[start of SELECTED TEXT]
Living a Dream ♥

Alone
Monday, May 3, 2010 ? 2 Watchasay? ?
Everyday, I would always come up of something to blog about but always end up `empty`. Everyday of this summer, I deal with boredom and random thoughts.
Everyday, I kept on thinking plans and productive things to do but always end up thinking about `him`.
Every post I plan to do always end up having him in it. :( that's why I don't blog about it instead. It would be lame.

Summer. I've been reading a lot of books and watching a lot of movies and series to fight boredom, then in the middle of nowhere, I'll cry. It's...absurd.
I feel like I don't know what's happening to me. This is not supposed to happen. My thoughts always lead me to something I don't want to. I feel like loosing myself. I feel so hollow. LUTANG. SABAW :|

I've been drowning myself of sleep because I think my dreams are way better than everything in my life now. Despite all the sleep, I still feel restless. I laugh, I smile but I'm not happy. :| I feel so alone.

I always think about him. It's eating me up and I have no one to tell how bad I feel. nagdadalawang isip naman ako punuin ng drama and rant itong blog ko :|

He. I've met him on Summer two years ago. He's three years senior than me. We started from a dare/trip, I don't know, We're not really serious that time. It was more of an experiment relationship, he just wants someone he can get along and I too want something new.

Ours was like an open relationship then, NO STRINGS ATTACHED. He was having a vacation then so eventually he needed to leave and it turned out to be a long distance relationship. I told him we can go on under certain circumstances like no pressure at walang selosan. Just like that, It was perfect. It wasn't like other relationship overflowing with I love you's. We were so open and honest to each other. May usapan kami na pag ayaw mo na sabihin mo lang. He told me as long as we're happy, we're still together.
[end of SELECTED TEXT]
[start of DATA RECORDS]
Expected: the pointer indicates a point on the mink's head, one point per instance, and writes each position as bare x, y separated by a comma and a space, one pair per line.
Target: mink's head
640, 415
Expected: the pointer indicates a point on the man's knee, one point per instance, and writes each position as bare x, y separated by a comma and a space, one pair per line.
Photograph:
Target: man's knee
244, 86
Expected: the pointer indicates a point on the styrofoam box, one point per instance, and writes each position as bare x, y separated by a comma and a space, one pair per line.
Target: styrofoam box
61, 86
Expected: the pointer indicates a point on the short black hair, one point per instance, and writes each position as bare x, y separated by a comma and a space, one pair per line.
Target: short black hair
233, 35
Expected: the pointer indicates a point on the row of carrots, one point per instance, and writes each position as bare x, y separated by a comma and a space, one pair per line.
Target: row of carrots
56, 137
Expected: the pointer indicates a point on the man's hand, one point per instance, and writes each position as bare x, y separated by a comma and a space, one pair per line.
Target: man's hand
[end of DATA RECORDS]
**STATED PROBLEM 1**
From the blog post, reproduce the passage that begins with the words containing "I've been drowning" and ends with "want something new.".
**STATED PROBLEM 2**
In the blog post, how many years older than the writer is he?

**TASK ANSWER 1**
I've been drowning myself of sleep because I think my dreams are way better than everything in my life now. Despite all the sleep, I still feel restless. I laugh, I smile but I'm not happy. :| I feel so alone.

I always think about him. It's eating me up and I have no one to tell how bad I feel. nagdadalawang isip naman ako punuin ng drama and rant itong blog ko :|

He. I've met him on Summer two years ago. He's three years senior than me. We started from a dare/trip, I don't know, We're not really serious that time. It was more of an experiment relationship, he just wants someone he can get along and I too want something new.

**TASK ANSWER 2**
He is three years senior to the writer.